--- Supplied passage ---
================
By David Boehrer | Posted on February 13, 2020

Next-day deliveries from Amazon’s enormous delivery network are contributing to accidents, injuries, and deaths of innocent civilians across the country.

Amazon Under Fire for Delivery Accidents

According to a New York Times investigation, at least 10 people have died from Amazon delivery accidents since 2015. The investigation focuses on the pressure put on Amazon’s contract delivery drivers to deliver next-day shipments within a limited time frame. The New York Times report follows an earlier Buzzfeed news report that focuses on Amazon’s decentralized delivery system and denial of responsibility when delivery accidents occur.

In one accident case, a nine-month-old baby was killed after an Amazon delivery driver crashed into the back of the mother’s vehicle. The driver stated he was running late and failed to see the car in front of him in time to avoid the crash.

In another case, an 84-year-old grandmother was killed in Chicago when an Amazon delivery driver hit her while delivering packages during the Christmas season. The driver stated he was racing to get next-day deliveries made during the Christmas rush and did not see the woman crossing the street.

According to investigative reports, Amazon directs and tracks all drivers’ delivery routes, as well as package deliveries with hand scanners. If a driver gets behind in his/her schedule, a dispatcher in an Amazon warehouse can call the driver directly. In eight different states, work orders obtained showed that Amazon requires 999 out of 1,000 deliveries to arrive on time. Drivers involved in accidents and injuries say Amazon effectively acts as their employer because they retain so much control over daily schedules and actions.

Amazon’s contracted drivers work under rigorous demands to deliver hundreds of packages each shift for a flat rate of about $160 a day. Drivers say they are urged to skip bathroom breaks, meals, and rest breaks to ensure delivery of all scheduled packages on time. Amazon’s “no package left behind” policy urges dispatchers to keep as many delivery vans on the road as possible to complete scheduled deliveries. Drivers say they often deliver up to 250 packages per day, which allows less than two minutes per package during an eight-hour shift.

By contracting with third-party companies like Inpax who employ delivery drivers, Amazon avoids liability for delivery accidents, injuries, and fatalities that result in car accident claims and wrongful death lawsuits with accident lawyers.
================
--- Information supplied ---
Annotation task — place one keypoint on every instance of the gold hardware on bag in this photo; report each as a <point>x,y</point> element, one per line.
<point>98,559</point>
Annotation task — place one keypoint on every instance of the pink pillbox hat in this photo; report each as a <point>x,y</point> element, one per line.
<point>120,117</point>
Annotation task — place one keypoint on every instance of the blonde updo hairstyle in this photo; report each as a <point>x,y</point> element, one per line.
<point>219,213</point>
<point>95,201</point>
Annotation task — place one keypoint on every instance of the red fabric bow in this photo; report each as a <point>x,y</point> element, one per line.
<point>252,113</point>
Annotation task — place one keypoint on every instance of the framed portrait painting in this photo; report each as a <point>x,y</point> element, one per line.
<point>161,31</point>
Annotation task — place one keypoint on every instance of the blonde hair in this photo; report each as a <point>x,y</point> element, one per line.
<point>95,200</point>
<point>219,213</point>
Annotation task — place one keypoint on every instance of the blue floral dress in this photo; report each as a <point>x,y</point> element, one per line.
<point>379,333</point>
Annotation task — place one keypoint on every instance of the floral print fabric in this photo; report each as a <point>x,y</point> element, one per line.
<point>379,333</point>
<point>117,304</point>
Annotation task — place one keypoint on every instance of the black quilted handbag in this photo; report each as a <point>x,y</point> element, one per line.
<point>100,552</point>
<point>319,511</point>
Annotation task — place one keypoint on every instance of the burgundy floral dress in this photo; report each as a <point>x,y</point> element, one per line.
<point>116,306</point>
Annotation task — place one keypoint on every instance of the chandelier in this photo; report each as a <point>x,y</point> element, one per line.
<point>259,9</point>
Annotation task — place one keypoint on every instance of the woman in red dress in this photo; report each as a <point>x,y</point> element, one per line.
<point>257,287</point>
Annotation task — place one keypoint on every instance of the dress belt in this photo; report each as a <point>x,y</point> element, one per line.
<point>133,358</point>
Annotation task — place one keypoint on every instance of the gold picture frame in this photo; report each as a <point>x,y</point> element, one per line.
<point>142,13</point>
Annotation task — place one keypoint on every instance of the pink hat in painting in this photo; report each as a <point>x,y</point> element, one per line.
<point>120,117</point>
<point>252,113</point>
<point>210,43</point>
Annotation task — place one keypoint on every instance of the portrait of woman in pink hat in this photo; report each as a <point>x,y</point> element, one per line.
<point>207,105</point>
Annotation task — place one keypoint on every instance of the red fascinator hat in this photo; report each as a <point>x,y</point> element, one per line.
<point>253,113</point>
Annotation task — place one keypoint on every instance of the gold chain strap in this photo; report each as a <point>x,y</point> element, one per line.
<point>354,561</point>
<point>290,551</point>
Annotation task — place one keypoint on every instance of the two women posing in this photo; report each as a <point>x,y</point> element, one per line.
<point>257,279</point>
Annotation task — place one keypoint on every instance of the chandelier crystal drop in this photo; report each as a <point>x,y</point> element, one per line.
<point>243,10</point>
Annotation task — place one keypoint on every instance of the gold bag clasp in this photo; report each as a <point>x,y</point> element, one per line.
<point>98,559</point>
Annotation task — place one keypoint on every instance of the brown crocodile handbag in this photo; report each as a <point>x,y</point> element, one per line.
================
--- Instruction 1 ---
In the article on Amazon delivery accidents, write out everything from "By David Boehrer" down to "delivery accidents occur." word for word.
--- Instruction 2 ---
Turn the paragraph of the article on Amazon delivery accidents that begins "Amazon’s contracted drivers work under rigorous demands" into a short list that keeps its main facts.
The listing stands apart from the article on Amazon delivery accidents and is its own material.

--- Task response 1 ---
By David Boehrer | Posted on February 13, 2020

Next-day deliveries from Amazon’s enormous delivery network are contributing to accidents, injuries, and deaths of innocent civilians across the country.

Amazon Under Fire for Delivery Accidents

According to a New York Times investigation, at least 10 people have died from Amazon delivery accidents since 2015. The investigation focuses on the pressure put on Amazon’s contract delivery drivers to deliver next-day shipments within a limited time frame. The New York Times report follows an earlier Buzzfeed news report that focuses on Amazon’s decentralized delivery system and denial of responsibility when delivery accidents occur.

--- Task response 2 ---
- Contracted drivers deliver hundreds of packages each shift for a flat rate of about $160 a day.
- Drivers say they are urged to skip bathroom breaks, meals, and rest breaks to get all scheduled packages delivered on time.
- Amazon's "no package left behind" policy urges dispatchers to keep as many delivery vans on the road as possible.
- Drivers say they often deliver up to 250 packages a day, leaving less than two minutes per package in an eight-hour shift.